--- START ---

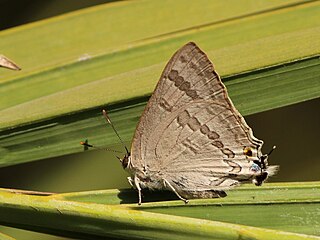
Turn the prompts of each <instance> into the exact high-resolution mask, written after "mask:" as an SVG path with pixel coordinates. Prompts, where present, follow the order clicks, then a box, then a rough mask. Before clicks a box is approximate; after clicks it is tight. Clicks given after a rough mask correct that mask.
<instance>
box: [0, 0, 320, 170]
mask: <svg viewBox="0 0 320 240" xmlns="http://www.w3.org/2000/svg"><path fill="white" fill-rule="evenodd" d="M254 3H255V2H254V1H244V2H243V3H242V4H235V2H233V1H230V2H229V3H228V6H229V7H227V5H225V4H223V5H221V4H220V3H219V2H215V1H209V2H207V1H204V2H203V4H200V3H198V2H194V3H192V6H191V5H190V6H189V5H188V7H187V8H186V6H185V4H184V2H183V1H174V2H171V4H173V5H172V7H173V9H175V11H174V14H175V15H174V16H175V17H176V18H177V19H176V20H175V18H174V19H173V20H172V21H173V22H172V23H171V25H170V26H168V24H167V22H166V21H165V20H166V19H168V18H169V16H171V15H172V14H173V12H172V11H171V10H170V11H169V10H168V12H166V11H161V14H160V15H159V11H158V9H159V8H160V7H161V6H162V7H163V6H165V2H162V1H160V2H157V3H156V4H155V3H152V4H150V2H148V1H146V2H121V3H114V4H107V5H102V6H98V7H94V8H91V9H87V10H82V11H78V12H76V13H72V14H67V15H63V16H60V17H57V18H53V19H50V20H45V21H41V22H39V23H34V24H30V25H26V26H22V27H19V28H17V29H15V30H14V31H13V30H8V31H4V32H1V33H0V36H1V41H0V49H6V52H10V51H12V52H13V53H15V54H13V53H12V54H10V56H15V58H16V59H17V60H19V62H21V63H22V64H23V67H24V69H25V70H24V71H23V72H21V73H19V74H18V75H17V74H16V75H12V74H11V73H9V72H8V71H6V72H4V78H3V79H2V80H1V85H0V97H1V101H0V104H2V105H1V108H2V110H1V111H0V127H1V129H2V130H0V133H1V137H0V146H1V147H0V154H1V156H2V157H1V160H0V166H8V165H13V164H18V163H22V162H28V161H34V160H38V159H43V158H48V157H53V156H59V155H64V154H69V153H75V152H79V151H82V150H83V148H82V146H80V145H78V142H79V141H83V140H85V139H89V141H90V142H93V143H95V144H96V145H103V144H106V145H111V144H114V143H116V142H117V139H116V138H115V135H114V134H113V133H112V132H111V131H110V130H109V132H106V133H105V132H104V131H105V130H103V131H102V128H105V127H104V126H103V125H105V123H104V120H103V119H102V118H101V113H100V112H101V110H102V108H105V107H106V106H108V110H109V112H110V117H111V118H112V120H113V122H114V124H115V125H116V127H117V129H118V131H119V133H120V135H121V136H122V137H123V138H124V140H125V141H129V140H130V139H131V137H132V135H133V132H134V128H135V125H136V123H137V121H138V119H139V116H140V115H141V113H142V111H143V108H144V105H145V103H146V101H147V99H148V97H147V96H149V95H150V93H151V92H152V90H153V89H154V86H155V84H156V82H157V80H158V78H159V76H160V73H161V70H162V69H163V67H164V65H165V62H166V61H168V59H169V58H170V56H171V55H172V54H173V52H174V51H176V50H177V49H178V48H179V47H181V46H182V45H183V44H185V43H186V42H188V41H190V40H193V41H196V42H197V44H199V45H200V47H201V48H202V49H203V50H204V51H206V52H207V53H208V55H209V57H210V59H212V60H213V62H214V63H215V66H216V69H217V70H218V72H219V73H220V74H221V75H222V77H223V81H224V82H225V83H226V86H227V88H228V90H229V94H230V96H231V98H232V100H233V102H234V103H235V105H236V107H237V108H238V109H239V110H240V112H241V113H243V114H244V115H247V114H252V113H256V112H261V111H265V110H269V109H273V108H276V107H281V106H286V105H289V104H293V103H297V102H301V101H306V100H309V99H313V98H317V97H319V95H320V94H319V93H320V89H319V88H320V85H319V80H318V79H319V74H320V73H319V60H318V59H319V56H320V42H319V41H317V39H319V38H320V35H319V33H320V31H319V29H320V28H319V26H318V24H317V23H318V22H319V20H320V19H319V16H320V7H319V6H320V4H319V2H317V1H297V2H296V1H281V2H279V1H266V2H263V3H261V4H259V5H257V4H254ZM193 7H194V8H193ZM190 9H196V10H194V11H193V10H192V13H191V12H189V11H191V10H190ZM210 9H214V12H216V13H217V14H211V13H210V14H208V12H210V11H209V10H210ZM219 9H227V11H226V12H224V13H223V14H222V13H220V11H219ZM141 11H145V12H147V13H148V14H147V16H146V18H144V19H141V18H140V15H139V13H141ZM111 12H112V13H113V14H112V16H113V17H112V18H111V19H110V18H109V17H110V13H111ZM124 16H126V18H128V19H129V18H133V19H135V20H134V21H132V22H131V21H128V24H127V25H125V26H122V25H121V26H120V27H119V26H118V25H117V23H119V21H120V19H122V18H123V17H124ZM154 16H158V17H157V19H156V20H155V19H154ZM189 18H190V19H189ZM83 19H86V21H85V22H83ZM297 19H303V21H302V20H301V21H296V20H297ZM97 22H104V23H106V24H107V26H106V25H104V24H95V25H94V24H93V23H97ZM89 26H90V27H89ZM92 26H94V27H92ZM133 27H134V29H136V31H137V32H134V31H129V30H130V29H132V28H133ZM70 29H73V31H71V32H70ZM80 29H85V33H83V34H81V35H77V34H75V33H77V32H78V31H80ZM110 32H112V34H110ZM49 33H50V34H49ZM58 33H59V34H58ZM75 38H76V40H75ZM119 39H121V41H119ZM20 41H21V42H23V43H24V44H21V42H20ZM39 41H41V42H39ZM42 41H43V42H42ZM19 43H20V44H19ZM44 43H45V46H46V50H44V49H43V48H42V47H41V46H43V44H44ZM26 44H27V45H26ZM12 46H15V47H12ZM20 46H21V47H20ZM9 50H10V51H9ZM30 56H32V57H30ZM19 57H21V59H19ZM81 59H82V60H81ZM306 83H307V84H306ZM26 89H28V90H27V91H26Z"/></svg>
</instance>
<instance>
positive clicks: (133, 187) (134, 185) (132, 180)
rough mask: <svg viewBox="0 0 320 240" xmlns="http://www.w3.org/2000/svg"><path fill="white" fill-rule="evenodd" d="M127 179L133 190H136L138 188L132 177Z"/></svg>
mask: <svg viewBox="0 0 320 240" xmlns="http://www.w3.org/2000/svg"><path fill="white" fill-rule="evenodd" d="M127 179H128V182H129V184H130V186H131V187H133V188H136V186H135V185H134V182H133V180H132V177H127Z"/></svg>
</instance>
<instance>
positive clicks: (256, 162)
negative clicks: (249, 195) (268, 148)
mask: <svg viewBox="0 0 320 240" xmlns="http://www.w3.org/2000/svg"><path fill="white" fill-rule="evenodd" d="M275 148H276V147H275V146H274V147H273V148H272V149H271V151H270V152H269V153H268V154H263V155H262V156H261V157H259V160H254V161H253V164H252V165H251V167H250V170H251V171H252V172H254V178H253V180H252V182H253V183H254V184H255V185H256V186H261V185H262V183H263V182H264V181H265V180H267V178H268V176H272V175H274V174H275V173H276V172H277V169H278V166H269V164H268V157H269V155H270V154H271V153H272V151H273V150H274V149H275Z"/></svg>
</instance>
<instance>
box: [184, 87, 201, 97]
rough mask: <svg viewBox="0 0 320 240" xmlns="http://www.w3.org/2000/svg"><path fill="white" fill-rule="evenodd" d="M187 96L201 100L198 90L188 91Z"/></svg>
mask: <svg viewBox="0 0 320 240" xmlns="http://www.w3.org/2000/svg"><path fill="white" fill-rule="evenodd" d="M186 94H187V95H188V96H189V97H191V98H192V99H197V98H199V96H198V94H197V91H196V90H191V89H189V90H188V91H186Z"/></svg>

--- END ---

THE TASK:
For the word "positive", find all matching lines in the entries above and copy them out.

RESULT:
positive clicks: (133, 187) (134, 185) (132, 180)
positive clicks: (256, 162)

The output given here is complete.